Task objective » Reproduce everything in the article on staffing aged care from "QUT Online has" down to "the aged-care sector.", word for word.

Text provided »
Staffing Australia's aged-care future
The number of Australians requiring aged care is set to double by 2050, with 3.5 million people estimated to need aged-care services by this time. This in turn means that we need a serious boost to our aged-care workforce. By 2025, 179,000 job openings are expected in aged care across the country.
With an emerging need for high-quality aged-care services, and the professionals to deliver them, there is an opportunity for higher education providers to step in and upskill Australia’s registered aged-care workforce.
Professor Jane Phillips, Head of School of Nursing at QUT, explained that aged care is not simply a niche area, but encompasses almost all aspects of adult health care.
“Older Australians often have chronic and complex conditions that need to be factored in when considering what care and supports are needed,” she said.
“Those working with older Australians need particular skills that enable them to deal with the complex needs of older patients, as well as manage the needs of their family or friends. For example, an older patient may present to the emergency department with acute confusion and agitation, so an empathetic approach is needed to comprehensively assess the situation, arrive at a diagnosis and agree on a management plan, and reassure the distressed patient and their kin.
“We need an aged-care workforce that can advocate for older Australians — who can understand where that person is coming from and intervene early, providing management and support to treat all reversible causes and to prevent that person from unnecessary deconditioning.”
As Australia’s population ages, more people will be wanting to remain in their homes for as long as possible; as such, boosting home-based care services should be factored in when considering the aged-care workforce of the future.
Professor Phillips explained that the best care for older Australians meets their needs and preferences, and allows them to receive care so that they can return to their lives and have the highest quality of life possible.
“The biggest change we can make to the aged-care sector is to bring in more Registered Nurses. Increasing Registered Nurses and making sure they have the skills, knowledge and attributes needed to care for older Australians will have a significant positive impact on aged-care outcomes and the wellbeing of older people and their families.
“Our aged-care workforce needs to have an in-depth understanding of the ageing process, the complexity of managing underlying comorbidities, the effects of cognitive impairment and mobility problems, as well as what higher-functioning older people might need to allow them to live happy and fulfilling lives.
“It is very important that aged-care professionals try to understand what might be happening and not add to the older person’s or their family’s distress. That understanding can determine how best to support the person and ensure that they do not come to harm. Understanding a person’s cognitive status under normal circumstances can help in this situation. For example, perhaps someone is being unusually aggressive because they have a urinary tract infection, so — rather than call a security guard, which may add to that person’s distress — we need to promptly identify the underlying cause, implement treatment and comfort the person, and reassure their family that the aggression ought to pass, once the underlying infection is managed.”
QUT Online has launched the Master of Gerontology, a fully online qualification developed in conjunction with Metro North Hospital and Health Service, to allow healthcare professionals to specialise and be more competitive in securing higher-level positions within the aged-care sector.
The course builds the fundamental skills needed by healthcare and aged-care professionals while challenging students to extend their leadership ability to ensure health and aged-care services continue to evolve to meet changing community needs.
The course aims to provide in-depth knowledge about how to provide holistic care to older Australians — it will challenge registered healthcare professionals to think differently about this cohort, while also supporting them along the way to build their gerontology capabilities.

Material supplied »
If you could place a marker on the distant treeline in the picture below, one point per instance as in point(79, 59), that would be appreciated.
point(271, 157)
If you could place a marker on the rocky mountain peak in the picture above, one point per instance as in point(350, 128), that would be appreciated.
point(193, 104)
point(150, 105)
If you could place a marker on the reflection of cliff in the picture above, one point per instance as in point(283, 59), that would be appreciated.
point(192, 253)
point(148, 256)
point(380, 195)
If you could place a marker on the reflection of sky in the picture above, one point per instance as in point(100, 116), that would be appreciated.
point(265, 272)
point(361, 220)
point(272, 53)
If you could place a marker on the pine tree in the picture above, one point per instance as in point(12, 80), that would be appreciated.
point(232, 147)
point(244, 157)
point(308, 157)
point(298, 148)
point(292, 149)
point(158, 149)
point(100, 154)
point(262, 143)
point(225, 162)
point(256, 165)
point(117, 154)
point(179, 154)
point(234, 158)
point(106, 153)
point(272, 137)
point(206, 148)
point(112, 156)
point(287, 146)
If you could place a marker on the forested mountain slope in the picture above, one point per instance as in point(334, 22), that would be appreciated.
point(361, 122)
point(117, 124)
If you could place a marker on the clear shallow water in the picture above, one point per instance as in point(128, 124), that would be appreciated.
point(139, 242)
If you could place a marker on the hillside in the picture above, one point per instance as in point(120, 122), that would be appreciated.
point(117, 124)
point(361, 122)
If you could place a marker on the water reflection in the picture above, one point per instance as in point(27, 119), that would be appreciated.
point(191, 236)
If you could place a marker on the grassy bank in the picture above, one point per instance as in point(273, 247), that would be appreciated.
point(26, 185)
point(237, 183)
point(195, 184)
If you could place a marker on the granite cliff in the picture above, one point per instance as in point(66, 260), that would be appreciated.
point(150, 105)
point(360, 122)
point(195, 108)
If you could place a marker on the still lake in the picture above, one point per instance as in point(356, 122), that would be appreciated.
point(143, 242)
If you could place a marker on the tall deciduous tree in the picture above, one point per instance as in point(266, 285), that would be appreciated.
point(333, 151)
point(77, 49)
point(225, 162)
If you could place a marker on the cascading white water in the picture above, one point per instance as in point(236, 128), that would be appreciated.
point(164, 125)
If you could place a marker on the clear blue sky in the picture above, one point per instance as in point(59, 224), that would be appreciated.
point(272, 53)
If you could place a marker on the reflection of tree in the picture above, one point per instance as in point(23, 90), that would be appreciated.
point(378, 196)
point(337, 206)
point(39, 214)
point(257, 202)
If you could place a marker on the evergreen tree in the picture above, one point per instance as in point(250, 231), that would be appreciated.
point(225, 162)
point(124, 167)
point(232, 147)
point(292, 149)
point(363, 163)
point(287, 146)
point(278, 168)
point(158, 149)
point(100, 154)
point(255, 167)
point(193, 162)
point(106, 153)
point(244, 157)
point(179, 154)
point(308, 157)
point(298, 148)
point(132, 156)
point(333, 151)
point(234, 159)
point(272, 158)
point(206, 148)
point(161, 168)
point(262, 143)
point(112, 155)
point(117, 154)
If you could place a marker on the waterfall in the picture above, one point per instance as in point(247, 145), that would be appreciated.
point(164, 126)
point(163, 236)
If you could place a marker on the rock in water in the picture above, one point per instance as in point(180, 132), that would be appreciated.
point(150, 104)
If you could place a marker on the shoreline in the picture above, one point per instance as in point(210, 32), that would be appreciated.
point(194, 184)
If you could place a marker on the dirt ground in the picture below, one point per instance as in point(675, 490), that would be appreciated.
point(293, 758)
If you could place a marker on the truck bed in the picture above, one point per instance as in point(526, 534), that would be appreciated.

Task output »
QUT Online has launched the Master of Gerontology, a fully online qualification developed in conjunction with Metro North Hospital and Health Service, to allow healthcare professionals to specialise and be more competitive in securing higher-level positions within the aged-care sector.